Items from a data source
--------------------------------
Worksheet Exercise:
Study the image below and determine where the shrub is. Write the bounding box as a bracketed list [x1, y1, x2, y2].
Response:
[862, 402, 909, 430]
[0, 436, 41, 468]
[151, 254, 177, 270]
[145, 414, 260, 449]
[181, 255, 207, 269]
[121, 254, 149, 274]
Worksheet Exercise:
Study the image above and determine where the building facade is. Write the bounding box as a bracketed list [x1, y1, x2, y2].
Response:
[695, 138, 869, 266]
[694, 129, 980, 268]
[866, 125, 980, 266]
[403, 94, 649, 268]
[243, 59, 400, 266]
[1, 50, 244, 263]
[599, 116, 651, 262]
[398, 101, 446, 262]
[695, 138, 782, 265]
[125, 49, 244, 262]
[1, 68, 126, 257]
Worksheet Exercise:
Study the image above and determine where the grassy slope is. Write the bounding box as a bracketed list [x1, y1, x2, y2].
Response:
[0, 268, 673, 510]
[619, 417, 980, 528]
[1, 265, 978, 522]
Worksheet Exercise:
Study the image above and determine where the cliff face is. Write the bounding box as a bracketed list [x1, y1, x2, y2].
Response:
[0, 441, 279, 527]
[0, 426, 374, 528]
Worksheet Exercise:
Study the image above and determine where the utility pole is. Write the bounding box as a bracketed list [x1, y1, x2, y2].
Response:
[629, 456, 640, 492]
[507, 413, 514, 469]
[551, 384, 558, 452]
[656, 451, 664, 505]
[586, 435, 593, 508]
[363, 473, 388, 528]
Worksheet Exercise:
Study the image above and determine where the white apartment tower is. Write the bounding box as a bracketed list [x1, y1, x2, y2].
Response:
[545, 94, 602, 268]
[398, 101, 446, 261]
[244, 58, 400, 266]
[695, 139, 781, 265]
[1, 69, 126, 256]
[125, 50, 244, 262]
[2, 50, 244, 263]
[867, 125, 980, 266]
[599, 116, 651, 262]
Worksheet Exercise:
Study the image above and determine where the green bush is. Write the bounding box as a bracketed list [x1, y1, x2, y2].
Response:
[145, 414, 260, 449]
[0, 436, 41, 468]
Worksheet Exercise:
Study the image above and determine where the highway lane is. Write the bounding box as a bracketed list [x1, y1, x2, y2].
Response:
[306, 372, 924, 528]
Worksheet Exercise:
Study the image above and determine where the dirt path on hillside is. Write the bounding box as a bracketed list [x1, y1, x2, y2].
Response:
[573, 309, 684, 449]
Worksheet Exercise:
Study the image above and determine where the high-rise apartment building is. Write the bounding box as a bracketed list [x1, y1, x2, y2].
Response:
--------------------------------
● Instructions for the task: Return each line of the data where the word "building" appears.

● Response area:
Study the image above and determine where the building facade is. Write the bounding box as a bracketed list [x1, y1, x2, y2].
Study the image above and determine where the high-rise apartment building is. Write the bounding box as a bracketed list [x1, y1, x2, y2].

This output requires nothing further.